▸ EXERCISE PROMPT
Work through the data line by line, gathering every line that has the word "borzoi".

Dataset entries
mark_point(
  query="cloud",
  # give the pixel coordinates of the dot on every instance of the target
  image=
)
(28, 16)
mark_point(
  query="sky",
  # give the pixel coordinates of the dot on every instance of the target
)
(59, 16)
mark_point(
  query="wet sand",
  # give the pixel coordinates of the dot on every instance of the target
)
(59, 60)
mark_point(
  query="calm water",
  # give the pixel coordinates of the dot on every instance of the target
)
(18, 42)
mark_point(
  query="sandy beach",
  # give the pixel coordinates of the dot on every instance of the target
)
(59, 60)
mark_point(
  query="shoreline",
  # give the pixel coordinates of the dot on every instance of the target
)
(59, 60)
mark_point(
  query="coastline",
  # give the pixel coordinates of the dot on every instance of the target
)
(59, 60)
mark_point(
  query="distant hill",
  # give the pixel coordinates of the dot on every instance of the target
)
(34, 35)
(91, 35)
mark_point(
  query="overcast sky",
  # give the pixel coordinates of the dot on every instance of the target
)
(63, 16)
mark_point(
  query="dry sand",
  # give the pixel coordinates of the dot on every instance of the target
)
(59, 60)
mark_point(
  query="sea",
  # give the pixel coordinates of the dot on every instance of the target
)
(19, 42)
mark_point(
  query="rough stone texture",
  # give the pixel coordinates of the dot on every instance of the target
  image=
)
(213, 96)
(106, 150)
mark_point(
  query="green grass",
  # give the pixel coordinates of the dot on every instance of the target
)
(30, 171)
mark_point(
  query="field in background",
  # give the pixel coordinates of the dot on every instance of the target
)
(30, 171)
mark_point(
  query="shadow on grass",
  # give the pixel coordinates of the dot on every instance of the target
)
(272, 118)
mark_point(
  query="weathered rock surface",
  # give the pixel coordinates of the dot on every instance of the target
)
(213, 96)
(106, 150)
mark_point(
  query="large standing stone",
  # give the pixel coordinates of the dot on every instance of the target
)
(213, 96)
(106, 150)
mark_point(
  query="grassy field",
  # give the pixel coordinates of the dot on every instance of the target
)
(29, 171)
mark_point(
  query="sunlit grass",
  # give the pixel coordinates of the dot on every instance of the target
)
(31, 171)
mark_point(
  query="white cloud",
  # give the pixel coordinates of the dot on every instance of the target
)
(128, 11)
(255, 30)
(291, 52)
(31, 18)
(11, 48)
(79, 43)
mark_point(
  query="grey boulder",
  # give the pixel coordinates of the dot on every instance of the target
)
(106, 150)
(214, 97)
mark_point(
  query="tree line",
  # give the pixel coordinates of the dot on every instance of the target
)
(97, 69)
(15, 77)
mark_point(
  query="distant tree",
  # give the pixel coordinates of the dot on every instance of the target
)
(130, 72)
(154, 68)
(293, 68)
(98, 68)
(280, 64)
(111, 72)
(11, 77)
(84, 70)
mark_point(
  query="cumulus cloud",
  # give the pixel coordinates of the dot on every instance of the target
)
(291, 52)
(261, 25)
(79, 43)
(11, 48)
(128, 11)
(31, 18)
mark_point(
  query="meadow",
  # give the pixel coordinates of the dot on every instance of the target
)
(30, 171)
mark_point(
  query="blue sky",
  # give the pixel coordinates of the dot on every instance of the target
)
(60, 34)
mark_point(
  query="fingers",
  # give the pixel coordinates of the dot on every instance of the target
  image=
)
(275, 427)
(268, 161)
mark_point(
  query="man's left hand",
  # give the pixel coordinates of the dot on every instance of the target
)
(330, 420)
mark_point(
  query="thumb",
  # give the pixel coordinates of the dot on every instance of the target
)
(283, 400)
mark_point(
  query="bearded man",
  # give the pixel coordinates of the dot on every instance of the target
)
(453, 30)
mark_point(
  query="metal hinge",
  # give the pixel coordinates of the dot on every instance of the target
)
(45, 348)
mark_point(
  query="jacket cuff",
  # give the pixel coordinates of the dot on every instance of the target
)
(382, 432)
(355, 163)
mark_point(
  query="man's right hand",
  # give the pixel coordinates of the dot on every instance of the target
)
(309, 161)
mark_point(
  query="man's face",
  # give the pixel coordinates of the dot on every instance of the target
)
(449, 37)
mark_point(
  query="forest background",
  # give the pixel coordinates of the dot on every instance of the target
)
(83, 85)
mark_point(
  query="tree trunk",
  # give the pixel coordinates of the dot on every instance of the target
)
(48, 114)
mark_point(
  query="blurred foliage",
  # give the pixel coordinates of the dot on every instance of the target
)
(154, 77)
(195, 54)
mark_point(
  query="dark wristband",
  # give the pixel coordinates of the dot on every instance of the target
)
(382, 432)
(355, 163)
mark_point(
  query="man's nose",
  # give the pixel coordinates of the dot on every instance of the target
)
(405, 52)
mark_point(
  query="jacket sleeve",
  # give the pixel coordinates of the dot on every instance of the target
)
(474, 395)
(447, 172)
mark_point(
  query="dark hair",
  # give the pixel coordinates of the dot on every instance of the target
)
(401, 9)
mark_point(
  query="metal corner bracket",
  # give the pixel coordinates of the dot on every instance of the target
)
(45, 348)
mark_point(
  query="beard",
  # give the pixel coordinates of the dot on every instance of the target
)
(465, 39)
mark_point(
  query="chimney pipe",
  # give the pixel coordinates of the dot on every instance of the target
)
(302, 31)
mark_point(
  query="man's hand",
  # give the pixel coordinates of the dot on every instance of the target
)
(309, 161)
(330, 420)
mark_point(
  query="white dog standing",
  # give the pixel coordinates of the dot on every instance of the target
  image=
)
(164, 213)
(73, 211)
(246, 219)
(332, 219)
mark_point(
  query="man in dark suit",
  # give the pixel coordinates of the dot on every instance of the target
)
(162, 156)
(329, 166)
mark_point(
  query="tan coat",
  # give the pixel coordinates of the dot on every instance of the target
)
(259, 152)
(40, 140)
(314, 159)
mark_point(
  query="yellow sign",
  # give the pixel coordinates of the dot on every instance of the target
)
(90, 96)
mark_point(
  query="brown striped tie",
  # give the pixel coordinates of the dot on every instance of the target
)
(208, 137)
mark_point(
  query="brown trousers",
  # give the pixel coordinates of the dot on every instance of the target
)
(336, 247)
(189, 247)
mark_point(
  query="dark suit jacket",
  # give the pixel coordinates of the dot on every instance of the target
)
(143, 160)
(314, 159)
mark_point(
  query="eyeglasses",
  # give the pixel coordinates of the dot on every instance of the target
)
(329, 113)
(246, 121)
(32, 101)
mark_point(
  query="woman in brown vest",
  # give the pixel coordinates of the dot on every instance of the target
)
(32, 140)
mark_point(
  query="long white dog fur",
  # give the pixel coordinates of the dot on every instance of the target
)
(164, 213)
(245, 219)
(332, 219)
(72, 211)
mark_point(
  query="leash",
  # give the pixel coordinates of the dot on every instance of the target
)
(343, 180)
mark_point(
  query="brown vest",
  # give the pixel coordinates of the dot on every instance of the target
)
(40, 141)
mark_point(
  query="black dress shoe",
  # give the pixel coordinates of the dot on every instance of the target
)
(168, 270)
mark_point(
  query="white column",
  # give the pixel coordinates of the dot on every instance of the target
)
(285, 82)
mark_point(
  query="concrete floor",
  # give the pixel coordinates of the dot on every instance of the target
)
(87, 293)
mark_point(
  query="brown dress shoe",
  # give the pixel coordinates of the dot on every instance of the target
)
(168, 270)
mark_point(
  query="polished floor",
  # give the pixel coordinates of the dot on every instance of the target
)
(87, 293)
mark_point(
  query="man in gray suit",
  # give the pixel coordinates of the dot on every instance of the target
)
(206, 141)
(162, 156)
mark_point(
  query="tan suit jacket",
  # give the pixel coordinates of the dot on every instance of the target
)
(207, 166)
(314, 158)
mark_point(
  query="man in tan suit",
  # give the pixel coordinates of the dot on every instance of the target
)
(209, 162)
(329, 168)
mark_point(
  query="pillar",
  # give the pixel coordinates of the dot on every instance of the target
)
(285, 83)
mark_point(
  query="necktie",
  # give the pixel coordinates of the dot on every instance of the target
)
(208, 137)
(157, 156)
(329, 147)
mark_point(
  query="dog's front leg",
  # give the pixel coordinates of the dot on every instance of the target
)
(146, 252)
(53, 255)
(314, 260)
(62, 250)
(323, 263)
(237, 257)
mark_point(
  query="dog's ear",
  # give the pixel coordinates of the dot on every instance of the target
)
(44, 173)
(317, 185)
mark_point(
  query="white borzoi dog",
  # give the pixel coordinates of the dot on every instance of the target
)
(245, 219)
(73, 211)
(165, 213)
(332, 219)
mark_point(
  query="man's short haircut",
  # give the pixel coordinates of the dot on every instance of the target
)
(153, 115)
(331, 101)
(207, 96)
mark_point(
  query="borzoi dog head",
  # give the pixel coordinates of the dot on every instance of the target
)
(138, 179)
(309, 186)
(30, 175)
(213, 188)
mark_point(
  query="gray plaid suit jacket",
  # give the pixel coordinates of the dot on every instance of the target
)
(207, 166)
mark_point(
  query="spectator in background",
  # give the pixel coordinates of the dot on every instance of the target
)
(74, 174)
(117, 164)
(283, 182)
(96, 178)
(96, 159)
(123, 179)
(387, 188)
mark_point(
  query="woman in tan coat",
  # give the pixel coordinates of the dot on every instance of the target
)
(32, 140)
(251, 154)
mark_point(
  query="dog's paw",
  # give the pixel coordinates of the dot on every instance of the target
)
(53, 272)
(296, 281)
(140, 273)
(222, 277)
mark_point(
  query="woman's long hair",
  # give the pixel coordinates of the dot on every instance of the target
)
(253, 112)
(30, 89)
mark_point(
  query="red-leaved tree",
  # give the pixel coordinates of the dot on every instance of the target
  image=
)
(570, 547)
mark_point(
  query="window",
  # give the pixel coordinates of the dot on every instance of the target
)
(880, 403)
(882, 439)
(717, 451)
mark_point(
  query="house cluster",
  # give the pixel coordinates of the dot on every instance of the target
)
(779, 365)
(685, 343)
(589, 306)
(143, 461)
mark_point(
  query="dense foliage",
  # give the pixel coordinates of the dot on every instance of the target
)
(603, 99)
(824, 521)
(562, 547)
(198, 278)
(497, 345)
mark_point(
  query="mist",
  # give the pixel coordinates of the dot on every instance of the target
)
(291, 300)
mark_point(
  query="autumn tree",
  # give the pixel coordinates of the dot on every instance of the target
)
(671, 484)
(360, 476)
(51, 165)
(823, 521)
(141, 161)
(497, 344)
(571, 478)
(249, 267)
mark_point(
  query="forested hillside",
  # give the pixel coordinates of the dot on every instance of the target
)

▸ RESPONSE TO THIS EXERCISE
  query="white borzoi dog",
  query="borzoi dog head",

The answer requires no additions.